-- Given task 1 --
Using the passage on the post-voltage-boost circuit for class-B amplifiers, decide whether each statement is true: (a) the post-voltage-boost circuit sits between the class-B amplifier and the piezoelectric transducer; (b) for typical ultrasound applications, a differential-ended amplifier is preferred over a single-ended one; (c) Section 3 concludes the paper. Give yes or no for each, followed by the deciding words quoted from the passage.
-- Given task 2 --
Extend the passage on the post-voltage-boost circuit for class-B amplifiers, picking up after its last sentence.

-- Provided passage --

◆ ◆ ◆

However, our proposed scheme is intended to increase the voltage output for a class-B amplifier, thus, improving the acoustic waveform amplitude for mobile ultrasound systems with limited DC voltages. Nonlinear amplifiers such as the class-B amplifier are preferable for mobile ultrasound instruments owing to their lower DC power consumption [19]. For typical ultrasound applications, a single-ended-type class-B amplifier is preferable compared to a differential-ended amplifier for piezoelectric transducers, because some piezoelectric transducers have large undesirable capacitances in their equivalent circuit models [36,37,38]. A differential-ended amplifier scheme can change the resonant frequency of piezoelectric transducers because the change from a differential path to a single path requires the use of large inductive-type transformers [39,40]. In addition, mobile systems have limited DC power consumption owing to their battery capacity, such that electronic device performance is also affected when designing transducer devices [8,41,42,43].

In this study, we first implemented a post-voltage-boost circuit-supported by a single-ended class-B amplifier for piezoelectric transducers. Figure 1 shows the concept of the proposed post-voltage-boost circuit for the class-B amplifier and piezoelectric transducer applications. As shown in Figure 1a,b, the post-voltage-boost circuit is located between the class-B amplifier and piezoelectric transducer, enabling the performance control of the class-B amplifier and piezoelectric transducer. Therefore, the output voltage of the post-voltage-boost circuit-supported class-B amplifier can be varied such that the echo signal amplitude of the piezoelectric transducer can be affected as well, as shown in Figure 1a.

Figure 1.

Figure 1

(a) Performance concepts of the proposed scheme; (b) single-ended class-B amplifier with and without a post-voltage-boost circuit.

Section 2 describes the operational mechanism, circuit schematic diagram, and mathematical analysis of the designed post-voltage-boost circuit and single-ended class-B amplifier. Section 3 demonstrates the improved electrical and acoustic performance of the designed electronic devices using a piezoelectric transducer with respect to the electronic measurement. Finally, Section 4 concludes the paper.

◆ ◆ ◆

-- Data segment --
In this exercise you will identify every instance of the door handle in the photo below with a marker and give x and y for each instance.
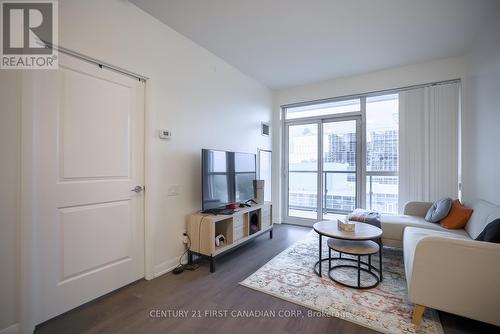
(137, 189)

◆ ◆ ◆

-- Task answer 1 --
(a) Yes: "the post-voltage-boost circuit is located between the class-B amplifier and piezoelectric transducer"
(b) No: "a single-ended-type class-B amplifier is preferable compared to a differential-ended amplifier for piezoelectric transducers"
(c) No: "Finally, Section 4 concludes the paper."

-- Task answer 2 --
2. Materials and Methods

There are two different types of ultrasonic transducers, namely the capacitive micromachined ultrasonic transducer (CMUT), which is driven by a current signal, and the piezoelectric transducer, which is driven by a voltage signal [4]. A piezoelectric transducer was used for this research. The high voltage signal output from the amplifier is transmitted to the piezoelectric transducer [44,45]. Higher output voltage amplitude from the amplifier is transmitted to obtain higher acoustic signal amplitude generated from the piezoelectric transducer [28,46,47]. Thus, a stronger acoustic signal can be achieved from piezoelectric transducers [8,12]. Therefore, a post-voltage-boost circuit was designed to obtain a higher acoustic signal from piezoelectric transducers. The output signal of a single-ended class-B amplifier is transferred to the input of the post-voltage-boost circuit. The received signal from the amplifier is modulated in the post-voltage-boost circuit.

2.1. Schematic of Class-B Amplifier and Post-Voltage-Boost Circuit

In Figure 2, a schematic of a single-ended two-stage class-B amplifier with a post-voltage-boost circuit shows the operational mechanisms. In this amplifier, a power metal-oxide-semiconductor field-effect transistor (power MOSFET, PD57018-E, STMicroelectronics Corp., Geneva, Switzerland) was used as the main transistor. The first- and second-stage amplifiers were applied with a 3.1-V gate bias voltage to be operated in the class-B mode. The inductors at the gate and drain sides are choke inductors (LC = 1 μH), which could minimize the voltage drop when DC bias voltages were used [48,49,50]. In addition, the electrolytic capacitors (CG1, CD3, CG6, and CD8 = 220 μF) and ceramic capacitors (CG2, CD2, CG7, and CD7 = 1000 pF, CG3, CD1, CG8, and CD6 = 47 pF) were used to minimize the noise signals from the DC power supply [51,52]. The input inductors, capacitors, and resistors (LG1 and LG3 = 22 nH, CG4 and CG9 = 560 pF, CG5 and CG10 = 330 pF, LG2 and LG4 = 1000 nH, and RG3 and RG6 = 200 Ω), and output inductors, capacitors, and resistors (LD1 and LD3 = 120 nH, CD4 and CD9 = 330 pF, CD5 and CD10 = 820 pF, LD2 and LD4 = 500 nH, and RD1 and RD2 = 200 Ω) in the first- and second-stage class-B amplifiers were configured for 50 Ω impedance matching conditions at a center frequency of 15 MHz.

Figure 2.

Figure 2

Schematic of the single-ended class-B amplifier.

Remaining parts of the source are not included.